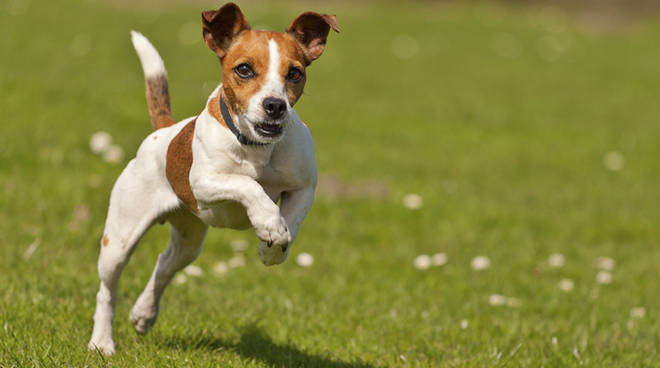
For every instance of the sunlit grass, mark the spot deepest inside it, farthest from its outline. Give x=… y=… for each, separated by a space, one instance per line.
x=519 y=134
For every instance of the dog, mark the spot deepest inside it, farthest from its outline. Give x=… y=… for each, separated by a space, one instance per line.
x=227 y=167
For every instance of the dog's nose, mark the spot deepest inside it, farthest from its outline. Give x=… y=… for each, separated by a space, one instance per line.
x=274 y=107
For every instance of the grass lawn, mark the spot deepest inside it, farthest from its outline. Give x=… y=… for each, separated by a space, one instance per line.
x=526 y=132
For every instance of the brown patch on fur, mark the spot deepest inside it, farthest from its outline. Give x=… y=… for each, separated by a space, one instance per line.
x=178 y=163
x=251 y=47
x=220 y=27
x=158 y=100
x=214 y=109
x=291 y=55
x=311 y=31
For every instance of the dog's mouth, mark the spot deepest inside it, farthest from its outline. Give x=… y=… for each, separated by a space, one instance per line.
x=268 y=130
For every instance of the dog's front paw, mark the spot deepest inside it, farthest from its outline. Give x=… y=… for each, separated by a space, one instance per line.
x=143 y=319
x=273 y=231
x=274 y=254
x=103 y=344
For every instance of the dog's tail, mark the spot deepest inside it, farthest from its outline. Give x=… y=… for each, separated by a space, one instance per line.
x=155 y=77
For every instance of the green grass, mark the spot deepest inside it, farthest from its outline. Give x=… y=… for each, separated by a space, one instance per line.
x=500 y=121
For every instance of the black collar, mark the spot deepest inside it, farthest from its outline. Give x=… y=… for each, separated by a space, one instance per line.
x=242 y=139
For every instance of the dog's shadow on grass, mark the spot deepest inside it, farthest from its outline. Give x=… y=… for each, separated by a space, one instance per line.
x=256 y=344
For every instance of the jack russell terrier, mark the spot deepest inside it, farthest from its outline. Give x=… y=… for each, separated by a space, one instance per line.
x=227 y=167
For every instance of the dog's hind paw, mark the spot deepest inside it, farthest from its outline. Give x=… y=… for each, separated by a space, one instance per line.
x=105 y=346
x=143 y=320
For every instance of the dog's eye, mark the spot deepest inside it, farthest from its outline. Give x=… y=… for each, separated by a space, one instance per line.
x=294 y=74
x=244 y=71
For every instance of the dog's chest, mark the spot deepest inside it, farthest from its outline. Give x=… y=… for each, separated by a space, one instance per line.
x=232 y=214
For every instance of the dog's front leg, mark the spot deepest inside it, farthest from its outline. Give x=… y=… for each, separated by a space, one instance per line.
x=269 y=225
x=295 y=206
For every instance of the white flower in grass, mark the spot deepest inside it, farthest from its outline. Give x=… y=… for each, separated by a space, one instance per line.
x=239 y=245
x=180 y=279
x=193 y=270
x=604 y=277
x=220 y=268
x=613 y=161
x=413 y=201
x=497 y=299
x=439 y=259
x=304 y=260
x=422 y=262
x=566 y=285
x=31 y=249
x=114 y=154
x=100 y=142
x=637 y=312
x=237 y=261
x=480 y=263
x=605 y=263
x=556 y=260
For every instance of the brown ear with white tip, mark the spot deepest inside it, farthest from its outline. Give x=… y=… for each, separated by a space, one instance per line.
x=311 y=31
x=220 y=26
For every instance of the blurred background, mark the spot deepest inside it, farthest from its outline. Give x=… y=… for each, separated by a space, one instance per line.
x=489 y=189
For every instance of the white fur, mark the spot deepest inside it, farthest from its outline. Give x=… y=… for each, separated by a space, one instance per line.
x=273 y=87
x=152 y=63
x=236 y=186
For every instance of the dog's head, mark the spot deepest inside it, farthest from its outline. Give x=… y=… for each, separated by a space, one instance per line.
x=264 y=72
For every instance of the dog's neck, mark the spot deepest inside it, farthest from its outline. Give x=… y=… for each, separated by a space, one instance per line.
x=229 y=122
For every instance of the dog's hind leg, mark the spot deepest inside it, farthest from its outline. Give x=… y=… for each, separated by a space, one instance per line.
x=187 y=236
x=134 y=206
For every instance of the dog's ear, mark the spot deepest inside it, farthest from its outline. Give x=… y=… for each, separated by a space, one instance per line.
x=311 y=31
x=220 y=26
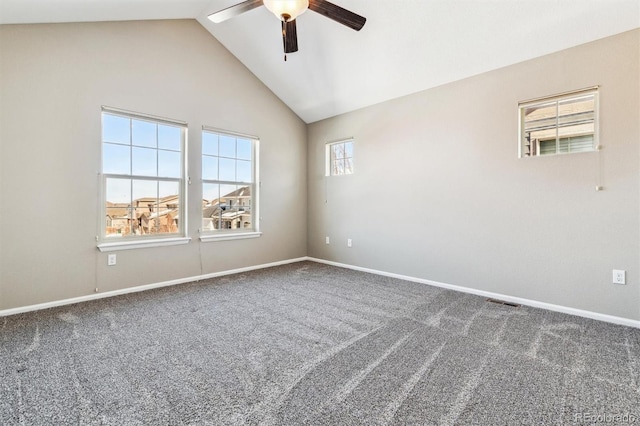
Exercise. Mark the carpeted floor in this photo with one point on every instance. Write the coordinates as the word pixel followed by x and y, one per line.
pixel 309 343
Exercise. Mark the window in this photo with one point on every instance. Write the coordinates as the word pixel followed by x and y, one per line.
pixel 559 124
pixel 142 176
pixel 339 158
pixel 229 191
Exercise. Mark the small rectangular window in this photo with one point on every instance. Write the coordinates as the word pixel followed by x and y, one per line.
pixel 559 124
pixel 142 176
pixel 339 158
pixel 229 176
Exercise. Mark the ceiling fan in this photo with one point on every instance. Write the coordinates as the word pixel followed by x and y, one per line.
pixel 287 11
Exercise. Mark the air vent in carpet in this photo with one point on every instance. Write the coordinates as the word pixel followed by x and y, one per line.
pixel 502 302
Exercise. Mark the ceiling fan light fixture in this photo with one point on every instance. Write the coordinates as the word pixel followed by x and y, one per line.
pixel 286 10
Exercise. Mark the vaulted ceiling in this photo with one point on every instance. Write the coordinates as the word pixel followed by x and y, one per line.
pixel 406 45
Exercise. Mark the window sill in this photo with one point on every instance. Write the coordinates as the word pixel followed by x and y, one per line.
pixel 130 245
pixel 225 237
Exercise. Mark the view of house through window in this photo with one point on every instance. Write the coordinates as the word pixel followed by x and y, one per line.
pixel 228 182
pixel 559 124
pixel 340 158
pixel 143 175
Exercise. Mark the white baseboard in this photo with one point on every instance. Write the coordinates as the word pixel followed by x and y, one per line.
pixel 488 294
pixel 47 305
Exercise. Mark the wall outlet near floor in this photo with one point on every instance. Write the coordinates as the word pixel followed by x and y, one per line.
pixel 619 276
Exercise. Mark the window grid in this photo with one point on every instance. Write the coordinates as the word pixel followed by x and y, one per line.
pixel 339 158
pixel 228 182
pixel 145 199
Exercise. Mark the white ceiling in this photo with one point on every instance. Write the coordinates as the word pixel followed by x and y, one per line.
pixel 406 45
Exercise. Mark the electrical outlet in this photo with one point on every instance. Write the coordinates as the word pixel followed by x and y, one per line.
pixel 619 276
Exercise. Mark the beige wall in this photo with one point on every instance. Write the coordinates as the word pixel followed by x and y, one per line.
pixel 54 80
pixel 439 192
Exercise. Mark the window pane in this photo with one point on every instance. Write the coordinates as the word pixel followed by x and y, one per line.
pixel 144 133
pixel 348 149
pixel 118 191
pixel 348 166
pixel 118 211
pixel 168 213
pixel 243 171
pixel 548 147
pixel 244 149
pixel 210 192
pixel 211 207
pixel 145 162
pixel 227 146
pixel 169 164
pixel 209 167
pixel 559 126
pixel 226 206
pixel 227 169
pixel 145 203
pixel 209 143
pixel 116 159
pixel 337 151
pixel 116 129
pixel 169 137
pixel 117 223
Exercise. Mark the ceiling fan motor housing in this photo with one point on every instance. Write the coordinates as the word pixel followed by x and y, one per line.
pixel 287 10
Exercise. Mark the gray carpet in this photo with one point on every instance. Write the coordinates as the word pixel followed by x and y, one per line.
pixel 313 344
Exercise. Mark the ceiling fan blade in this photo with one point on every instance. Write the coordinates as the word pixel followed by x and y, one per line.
pixel 290 36
pixel 230 12
pixel 338 14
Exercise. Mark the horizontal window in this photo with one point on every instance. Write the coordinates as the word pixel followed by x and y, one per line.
pixel 559 124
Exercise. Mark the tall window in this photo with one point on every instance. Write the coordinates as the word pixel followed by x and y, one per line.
pixel 143 176
pixel 229 176
pixel 559 124
pixel 339 158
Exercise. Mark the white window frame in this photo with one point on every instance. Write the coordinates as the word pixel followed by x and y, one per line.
pixel 150 240
pixel 238 233
pixel 328 163
pixel 526 146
☆ ☆ ☆ ☆ ☆
§ COMPITO
Aggiorna le righe a partire da quella con "Exercise. Mark the electrical" fino a quella con "pixel 439 192" compresa, sostituendo "beige wall" con "cream wall". Riscrivi solo queste righe e lascia invariato tutto il resto.

§ RISPOSTA SCRITTA
Exercise. Mark the electrical outlet in this photo with one point on every instance. Write the coordinates as the word pixel followed by x and y, one per line.
pixel 619 276
Exercise. Mark the cream wall in this photo with one point on every instance. Write the coordinates as the word pixel followed by x and y, one per line.
pixel 54 80
pixel 439 192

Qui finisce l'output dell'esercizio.